(DATA IN THIS EXERCISE begins)

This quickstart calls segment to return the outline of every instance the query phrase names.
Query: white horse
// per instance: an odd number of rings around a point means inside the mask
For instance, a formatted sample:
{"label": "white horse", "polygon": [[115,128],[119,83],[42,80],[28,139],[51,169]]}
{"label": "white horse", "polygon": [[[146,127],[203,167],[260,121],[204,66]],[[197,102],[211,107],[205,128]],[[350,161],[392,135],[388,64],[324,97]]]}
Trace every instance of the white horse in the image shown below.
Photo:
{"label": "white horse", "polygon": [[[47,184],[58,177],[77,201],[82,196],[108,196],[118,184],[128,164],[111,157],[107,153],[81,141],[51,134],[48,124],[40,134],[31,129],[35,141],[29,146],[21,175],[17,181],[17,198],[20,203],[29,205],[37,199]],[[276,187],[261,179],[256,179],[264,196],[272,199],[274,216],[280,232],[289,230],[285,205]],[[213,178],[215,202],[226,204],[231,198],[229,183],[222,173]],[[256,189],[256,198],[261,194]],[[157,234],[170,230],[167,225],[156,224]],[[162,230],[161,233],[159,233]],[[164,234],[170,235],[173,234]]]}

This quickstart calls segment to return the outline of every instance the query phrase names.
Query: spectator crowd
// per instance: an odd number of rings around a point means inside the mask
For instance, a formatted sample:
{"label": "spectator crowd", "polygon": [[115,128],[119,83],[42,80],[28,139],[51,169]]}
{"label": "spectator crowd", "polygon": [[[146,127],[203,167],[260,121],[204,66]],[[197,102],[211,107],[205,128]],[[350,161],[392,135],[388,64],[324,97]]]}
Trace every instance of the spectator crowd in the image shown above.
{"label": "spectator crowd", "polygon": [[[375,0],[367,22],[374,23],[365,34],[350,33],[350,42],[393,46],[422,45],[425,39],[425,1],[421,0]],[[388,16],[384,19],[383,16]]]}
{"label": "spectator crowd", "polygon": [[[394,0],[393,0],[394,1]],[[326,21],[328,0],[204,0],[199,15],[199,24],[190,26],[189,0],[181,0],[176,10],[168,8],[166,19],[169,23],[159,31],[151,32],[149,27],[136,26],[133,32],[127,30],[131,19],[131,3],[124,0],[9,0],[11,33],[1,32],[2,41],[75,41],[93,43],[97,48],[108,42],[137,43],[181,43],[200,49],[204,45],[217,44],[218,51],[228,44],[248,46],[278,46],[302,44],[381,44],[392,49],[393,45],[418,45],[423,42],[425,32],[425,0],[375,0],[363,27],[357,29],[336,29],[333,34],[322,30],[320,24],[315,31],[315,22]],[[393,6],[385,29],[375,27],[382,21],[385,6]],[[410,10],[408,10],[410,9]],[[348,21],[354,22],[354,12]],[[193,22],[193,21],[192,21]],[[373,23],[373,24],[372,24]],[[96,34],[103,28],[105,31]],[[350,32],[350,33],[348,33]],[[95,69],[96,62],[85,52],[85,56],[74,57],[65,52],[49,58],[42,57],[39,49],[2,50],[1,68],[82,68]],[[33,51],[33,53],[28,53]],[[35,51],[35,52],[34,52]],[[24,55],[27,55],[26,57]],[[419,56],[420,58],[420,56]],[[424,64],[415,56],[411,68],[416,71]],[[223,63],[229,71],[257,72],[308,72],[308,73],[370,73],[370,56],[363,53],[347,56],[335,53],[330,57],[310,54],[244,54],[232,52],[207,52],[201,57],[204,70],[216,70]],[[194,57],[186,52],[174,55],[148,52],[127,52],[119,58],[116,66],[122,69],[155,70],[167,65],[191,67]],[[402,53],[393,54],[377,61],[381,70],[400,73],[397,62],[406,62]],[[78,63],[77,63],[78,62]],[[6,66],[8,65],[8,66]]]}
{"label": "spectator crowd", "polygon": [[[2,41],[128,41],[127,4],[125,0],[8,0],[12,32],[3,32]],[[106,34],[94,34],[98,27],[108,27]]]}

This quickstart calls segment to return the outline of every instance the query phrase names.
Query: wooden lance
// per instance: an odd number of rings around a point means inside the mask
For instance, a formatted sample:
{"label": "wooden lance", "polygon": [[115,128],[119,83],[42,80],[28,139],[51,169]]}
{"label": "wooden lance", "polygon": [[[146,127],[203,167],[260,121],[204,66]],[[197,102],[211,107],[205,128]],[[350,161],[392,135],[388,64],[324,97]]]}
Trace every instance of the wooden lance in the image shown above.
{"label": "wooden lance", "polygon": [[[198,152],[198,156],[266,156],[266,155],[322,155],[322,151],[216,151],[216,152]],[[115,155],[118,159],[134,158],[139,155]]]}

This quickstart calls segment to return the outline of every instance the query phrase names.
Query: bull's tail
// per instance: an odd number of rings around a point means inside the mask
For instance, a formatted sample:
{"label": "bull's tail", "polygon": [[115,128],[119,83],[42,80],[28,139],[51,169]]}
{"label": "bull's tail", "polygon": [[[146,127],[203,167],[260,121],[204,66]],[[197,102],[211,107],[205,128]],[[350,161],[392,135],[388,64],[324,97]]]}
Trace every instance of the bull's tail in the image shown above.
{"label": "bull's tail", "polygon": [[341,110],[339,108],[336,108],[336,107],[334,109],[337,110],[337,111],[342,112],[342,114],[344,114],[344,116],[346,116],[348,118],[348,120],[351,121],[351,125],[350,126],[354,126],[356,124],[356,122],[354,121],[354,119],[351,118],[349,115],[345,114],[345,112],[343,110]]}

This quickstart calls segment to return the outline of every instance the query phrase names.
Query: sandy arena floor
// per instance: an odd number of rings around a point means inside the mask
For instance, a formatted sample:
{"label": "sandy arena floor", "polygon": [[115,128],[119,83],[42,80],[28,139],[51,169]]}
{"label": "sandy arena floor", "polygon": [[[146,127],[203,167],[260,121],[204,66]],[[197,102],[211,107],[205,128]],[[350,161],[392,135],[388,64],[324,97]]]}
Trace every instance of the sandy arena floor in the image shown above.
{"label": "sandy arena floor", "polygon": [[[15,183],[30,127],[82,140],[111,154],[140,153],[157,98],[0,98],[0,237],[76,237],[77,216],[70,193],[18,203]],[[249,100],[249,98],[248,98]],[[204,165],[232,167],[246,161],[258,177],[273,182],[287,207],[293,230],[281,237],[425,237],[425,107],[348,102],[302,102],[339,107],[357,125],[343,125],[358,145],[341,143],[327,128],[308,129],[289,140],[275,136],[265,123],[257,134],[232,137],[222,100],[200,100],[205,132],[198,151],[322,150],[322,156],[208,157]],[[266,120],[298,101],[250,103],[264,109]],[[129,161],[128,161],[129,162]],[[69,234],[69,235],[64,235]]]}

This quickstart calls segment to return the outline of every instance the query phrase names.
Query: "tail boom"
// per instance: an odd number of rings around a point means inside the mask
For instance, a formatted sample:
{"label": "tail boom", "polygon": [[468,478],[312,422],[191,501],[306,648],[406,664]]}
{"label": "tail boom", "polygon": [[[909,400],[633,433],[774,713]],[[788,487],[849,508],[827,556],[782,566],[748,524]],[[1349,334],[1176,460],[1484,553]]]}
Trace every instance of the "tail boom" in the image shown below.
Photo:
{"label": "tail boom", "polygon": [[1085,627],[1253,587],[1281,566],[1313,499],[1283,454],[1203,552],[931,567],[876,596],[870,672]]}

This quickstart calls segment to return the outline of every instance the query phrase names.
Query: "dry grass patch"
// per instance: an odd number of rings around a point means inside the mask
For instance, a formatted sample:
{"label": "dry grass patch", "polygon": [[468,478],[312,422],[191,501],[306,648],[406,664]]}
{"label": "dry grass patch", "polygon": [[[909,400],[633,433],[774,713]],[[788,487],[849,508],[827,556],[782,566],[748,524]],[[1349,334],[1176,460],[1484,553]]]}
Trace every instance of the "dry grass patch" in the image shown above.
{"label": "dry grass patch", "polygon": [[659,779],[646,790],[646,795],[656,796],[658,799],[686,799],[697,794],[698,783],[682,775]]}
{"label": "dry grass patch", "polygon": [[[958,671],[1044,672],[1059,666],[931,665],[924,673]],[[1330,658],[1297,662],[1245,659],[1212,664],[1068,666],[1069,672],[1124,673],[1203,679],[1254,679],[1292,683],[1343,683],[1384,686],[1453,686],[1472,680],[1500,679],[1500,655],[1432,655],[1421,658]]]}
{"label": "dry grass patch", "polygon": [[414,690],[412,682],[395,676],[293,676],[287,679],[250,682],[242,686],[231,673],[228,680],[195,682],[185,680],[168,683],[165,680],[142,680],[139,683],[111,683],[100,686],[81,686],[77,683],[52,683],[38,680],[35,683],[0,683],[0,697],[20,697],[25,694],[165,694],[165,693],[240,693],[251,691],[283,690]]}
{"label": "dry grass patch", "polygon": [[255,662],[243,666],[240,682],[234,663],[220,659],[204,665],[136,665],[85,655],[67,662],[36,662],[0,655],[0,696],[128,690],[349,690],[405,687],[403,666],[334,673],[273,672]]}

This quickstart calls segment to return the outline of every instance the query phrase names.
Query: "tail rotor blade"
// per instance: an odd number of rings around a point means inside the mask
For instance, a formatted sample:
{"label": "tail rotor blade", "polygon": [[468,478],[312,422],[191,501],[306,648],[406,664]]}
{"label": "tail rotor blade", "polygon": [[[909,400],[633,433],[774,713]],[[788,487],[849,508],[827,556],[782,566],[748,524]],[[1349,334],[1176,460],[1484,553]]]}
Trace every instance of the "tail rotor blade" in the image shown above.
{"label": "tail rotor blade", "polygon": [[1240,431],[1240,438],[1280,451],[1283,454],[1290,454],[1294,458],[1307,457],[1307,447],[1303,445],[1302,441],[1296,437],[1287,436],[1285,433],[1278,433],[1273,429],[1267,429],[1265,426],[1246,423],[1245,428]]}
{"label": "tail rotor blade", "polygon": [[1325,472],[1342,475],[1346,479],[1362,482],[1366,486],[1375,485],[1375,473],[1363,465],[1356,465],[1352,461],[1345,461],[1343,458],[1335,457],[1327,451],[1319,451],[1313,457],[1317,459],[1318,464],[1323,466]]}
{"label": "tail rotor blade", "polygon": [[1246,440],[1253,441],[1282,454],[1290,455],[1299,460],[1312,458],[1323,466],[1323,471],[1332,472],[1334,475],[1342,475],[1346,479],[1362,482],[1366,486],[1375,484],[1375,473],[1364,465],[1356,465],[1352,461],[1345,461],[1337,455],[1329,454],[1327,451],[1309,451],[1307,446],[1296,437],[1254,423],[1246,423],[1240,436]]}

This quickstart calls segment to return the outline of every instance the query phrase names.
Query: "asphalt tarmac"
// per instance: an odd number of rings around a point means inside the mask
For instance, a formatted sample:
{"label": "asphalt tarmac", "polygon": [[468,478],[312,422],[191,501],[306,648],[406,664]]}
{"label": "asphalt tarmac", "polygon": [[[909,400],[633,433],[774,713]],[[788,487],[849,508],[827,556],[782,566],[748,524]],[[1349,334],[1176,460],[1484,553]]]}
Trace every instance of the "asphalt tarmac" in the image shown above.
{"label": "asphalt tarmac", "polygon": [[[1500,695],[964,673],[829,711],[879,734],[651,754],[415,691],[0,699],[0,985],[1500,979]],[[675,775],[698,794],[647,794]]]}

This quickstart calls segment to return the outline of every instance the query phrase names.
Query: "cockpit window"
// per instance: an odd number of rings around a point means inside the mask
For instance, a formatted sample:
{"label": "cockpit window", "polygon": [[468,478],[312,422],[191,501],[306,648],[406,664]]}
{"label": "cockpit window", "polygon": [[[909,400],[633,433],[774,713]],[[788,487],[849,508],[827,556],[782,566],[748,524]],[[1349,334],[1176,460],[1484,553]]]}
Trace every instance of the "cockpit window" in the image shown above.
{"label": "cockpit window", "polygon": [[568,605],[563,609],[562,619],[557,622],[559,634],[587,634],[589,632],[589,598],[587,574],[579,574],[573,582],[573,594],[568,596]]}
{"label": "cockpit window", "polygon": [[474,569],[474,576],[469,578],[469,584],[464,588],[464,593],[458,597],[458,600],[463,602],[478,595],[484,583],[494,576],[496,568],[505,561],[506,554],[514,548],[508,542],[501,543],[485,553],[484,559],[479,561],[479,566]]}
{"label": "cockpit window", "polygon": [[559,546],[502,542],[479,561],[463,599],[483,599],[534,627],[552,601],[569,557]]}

(DATA IN THIS EXERCISE ends)

Reproduce exactly every line that sits between the start of the entries and the line bearing "Trace every instance of the white", counting both of those lines.

TASK RESULT:
This quickstart calls segment to return the outline of every instance the query phrase names.
Query: white horse
// per instance: an odd number of rings around a point means inside the mask
For instance, a formatted sample:
{"label": "white horse", "polygon": [[115,128],[119,83],[42,80],[28,139],[51,169]]}
{"label": "white horse", "polygon": [[[146,127],[203,167],[260,121],[204,66]],[[197,102],[211,107],[205,128]],[[350,161],[392,135],[388,64],[324,97]]]}
Trace every instance of the white horse in the image shown below.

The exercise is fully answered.